§ ROWS
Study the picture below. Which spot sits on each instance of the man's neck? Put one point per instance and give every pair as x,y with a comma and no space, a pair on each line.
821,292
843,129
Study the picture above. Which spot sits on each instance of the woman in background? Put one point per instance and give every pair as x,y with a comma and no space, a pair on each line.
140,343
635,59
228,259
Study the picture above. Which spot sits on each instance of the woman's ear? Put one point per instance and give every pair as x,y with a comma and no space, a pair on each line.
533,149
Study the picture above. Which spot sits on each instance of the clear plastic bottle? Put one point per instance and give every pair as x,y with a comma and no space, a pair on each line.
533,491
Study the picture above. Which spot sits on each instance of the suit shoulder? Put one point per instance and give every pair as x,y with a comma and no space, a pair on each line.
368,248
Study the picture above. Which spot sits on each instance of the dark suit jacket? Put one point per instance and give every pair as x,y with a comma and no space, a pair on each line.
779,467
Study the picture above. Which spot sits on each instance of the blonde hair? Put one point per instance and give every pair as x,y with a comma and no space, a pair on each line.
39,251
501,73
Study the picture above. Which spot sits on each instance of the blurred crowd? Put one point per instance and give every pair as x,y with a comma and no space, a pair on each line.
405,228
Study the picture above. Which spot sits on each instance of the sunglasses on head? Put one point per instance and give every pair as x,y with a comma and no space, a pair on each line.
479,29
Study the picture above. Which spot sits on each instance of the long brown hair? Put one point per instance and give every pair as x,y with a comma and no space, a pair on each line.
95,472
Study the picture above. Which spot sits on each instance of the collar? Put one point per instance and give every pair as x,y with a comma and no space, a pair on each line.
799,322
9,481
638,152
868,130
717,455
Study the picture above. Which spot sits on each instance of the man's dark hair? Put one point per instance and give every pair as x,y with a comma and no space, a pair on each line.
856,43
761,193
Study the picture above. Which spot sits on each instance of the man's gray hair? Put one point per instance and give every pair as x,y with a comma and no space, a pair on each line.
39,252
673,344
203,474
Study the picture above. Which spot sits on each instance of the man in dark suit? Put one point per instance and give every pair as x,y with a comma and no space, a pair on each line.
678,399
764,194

§ WHAT THE EXERCISE ASKS
Reproduce every item above word for word, keeping each one on its own line.

§ SOLUTION
Study the picture below. Which spot sits on each instance of the man's neck? Put one point per instance and give every pair as x,y with a comma and no space, a pair on each line.
821,292
843,129
Study the picture above. Which spot sits on each instance of the woman in background? Put one point per instance and give every pair as x,y with a comma and no space, a pair on each line.
140,343
635,59
228,259
Study the picture above. Which spot sits on each instance of the woman's ear? Put one point per instance and give every pair as x,y with a comma and no space, a pair on each line.
533,149
Study the picture above. Which spot sits on each instance of the clear plastic bottle? Put one point per instance and give every pair as x,y with a comma and no space, a pair on each line.
533,491
Study the picture above. Which spot sits on each instance of the suit shoulder? Put one point per instance and give every pair as x,y with a comma and no space, a pair on each line.
368,248
Study the picture above. Which spot sits on each instance of the dark suit jacket? Put one point per instance and give every pair as x,y with a comma and no space, a pair on each line.
779,467
Study the picture above. Which spot sits on each instance of the blonde hair? Put one point per instance and give every pair as x,y with a comma and no space, a pair on each line.
39,251
501,73
Study the picture above. Which spot sits on each instance of the blurred crowd? Put one point per instance and give every pair as x,y with a comma and no space, a pair on each line.
405,228
Study the picture above. Which spot sits on each instance of the sunglasses on head? Put one point per instance and give every pair as x,y with a comma and no space, a pair on each line.
479,29
Study the picture above. Which spot sits on each instance of the long brown hair? Put one point per instance and give every pair as x,y with a comma and no space, a pair on each line.
95,472
Study the picture above. Which spot sits on each instance of the collar? Put one point per instance and give every pair as x,y with a comma and no space, a pair on each line.
799,322
9,481
638,152
868,130
717,455
Study the picture above. Which spot sits on each instance of the man's dark hair? Put one point per instance and give every pair as x,y with a comma and no space, a pair on each line.
856,43
761,193
Study the picture above. Which spot sits on each instance of the man's gray hair? Put one point per instance and give every pair as x,y with a comma and no space, a pair on each line.
39,252
673,344
203,474
Study the picture above. Which spot sits on each instance of the man in dark suit? Put one point per instance and give every pair as x,y with a comma and no space, a pair on each line.
678,399
764,194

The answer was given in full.